**REQUEST**
Add 22 to every pixel coordinate in the answers, and write out again all the rows from the start up to and including the line with "pixel 657 447", requests included. Leave the numbers in the requests and their format samples unchanged.

============================================================

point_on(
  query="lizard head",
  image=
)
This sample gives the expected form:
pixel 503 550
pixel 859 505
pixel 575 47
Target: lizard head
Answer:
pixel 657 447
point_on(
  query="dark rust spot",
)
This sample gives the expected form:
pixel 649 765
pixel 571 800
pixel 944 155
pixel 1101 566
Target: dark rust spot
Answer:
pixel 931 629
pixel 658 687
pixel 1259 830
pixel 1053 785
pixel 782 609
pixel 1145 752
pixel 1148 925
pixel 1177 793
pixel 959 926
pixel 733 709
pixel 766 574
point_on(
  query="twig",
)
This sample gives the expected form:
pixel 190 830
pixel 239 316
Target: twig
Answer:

============================================================

**EXERCISE SOLUTION**
point_on(
  query="lizard head",
  image=
)
This sample gives the expected form:
pixel 503 550
pixel 859 505
pixel 575 47
Target: lizard head
Answer:
pixel 679 469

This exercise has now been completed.